[begin Source document]

16.1. Review by: Louis Millet.
Les Études philosophiques, Nouvelle Série 14 (2) (1959), 221.

The author addresses readers with the culture that the baccalaureate represents. He outlines the evolution of geometry since the Greeks; this history provides him with the opportunity to emphasise the work of the 17th century (Descartes and Fermat, Desargues and Pascal), of the 18th century (protective geometry: Monge, Carnot, etc.). A study of the principles of geometry and some insights into axiomatics precede the two chapters devoted to group theory and topology. This excellent introductory work is completed by a bibliography.

17.1 Review by: Harold Scott MacDonald Coxeter.
Mathematical Reviews MR0047339 (13,861l).

This well-written textbook is a synthetic treatment of real projective space in the manner of Enriques [Lezioni di geometria proiettiva, 2nd ed., Zanichelli, Bologna, 1904]. Assuming the reader's familiarity with Euclidean geometry, the authors introduce ideal elements by an appeal to the analogy between points and directions. They define projective space as consisting of all the points, lines and planes, proper and ideal. After this motivation, they state nine axioms: six for incidence, one for order, one for sense, and one for continuity (Dedekind). They deduce the classical properties of duality, harmonic sets, ordered correspondences, projectivities, collineations and correlations, homologies and polarities, conics, cones, quadrics, and twisted cubics.

In the plane, they define a polarity to be an involutory correlation, and a conic to consist of the self-conjugate elements (if any) of a polarity. In space, they call an involutory correlation a null system or a polarity according as there does or does not exist a plane containing three self-polar lines. (Rather confusingly, they call polar lines "conjugate" lines.) Following Seydewitz, they define a quadric to be the locus of the point of intersection of a corresponding line and plane of two correlated bundles ("gerbes") in general position. As compared with von Staudt's treatment, this has the advantage of including cones as well as non-degenerate quadrics. It is proved later that the non-degenerate quadrics can alternatively be derived from the self-conjugate points and planes of certain polarities, and that a general linear complex consists of the self-polar lines of a null system. Noteworthy features are the synthetic classification of collineations and the account of various ways of determining a null system.

This systematic development is interspersed with digressions of two kinds: analytic digressions, in which a knowledge of projective coordinates is assumed, and metrical digressions, in which the plane at infinity and the absolute polarity are used to supplement the reader's previous ideas of parallelism and orthogonality. No attempt is made to segregate the affine results.

[end Source document]
[begin Material provided]

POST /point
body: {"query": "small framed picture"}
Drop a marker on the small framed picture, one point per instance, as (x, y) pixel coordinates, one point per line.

[end Material provided]

▸ **Prompt 1**: In the book reviews, how many axioms do the authors of the projective geometry textbook state?
▸ **Prompt 2**: Copy the passage of the book reviews starting with "Les Études philosophiques, Nouvelle" and going on through "Reviews MR0047339 (13,861l).".

▸ **Right answer 1**: Nine: six for incidence, one for order, one for sense, and one for continuity.

▸ **Right answer 2**:
Les Études philosophiques, Nouvelle Série 14 (2) (1959), 221.

The author addresses readers with the culture that the baccalaureate represents. He outlines the evolution of geometry since the Greeks; this history provides him with the opportunity to emphasise the work of the 17th century (Descartes and Fermat, Desargues and Pascal), of the 18th century (protective geometry: Monge, Carnot, etc.). A study of the principles of geometry and some insights into axiomatics precede the two chapters devoted to group theory and topology. This excellent introductory work is completed by a bibliography.

17.1 Review by: Harold Scott MacDonald Coxeter.
Mathematical Reviews MR0047339 (13,861l).